HOW TO COMPLETE THIS TASK:
Set down again each entry exactly as it reads, pictures excluded.

Data entries:
────────────────

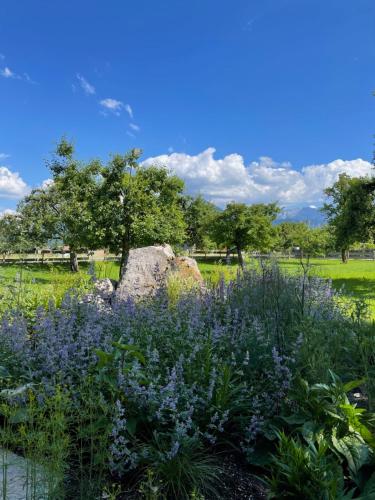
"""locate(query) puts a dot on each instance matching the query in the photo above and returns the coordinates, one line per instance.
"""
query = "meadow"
(39, 283)
(151, 400)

────────────────

ANSWER TO THE EXERCISE:
"""locate(query) puts a dot on each instance matching the query in the photo above and returns the coordinates, one line per instance.
"""
query = "meadow"
(39, 283)
(151, 400)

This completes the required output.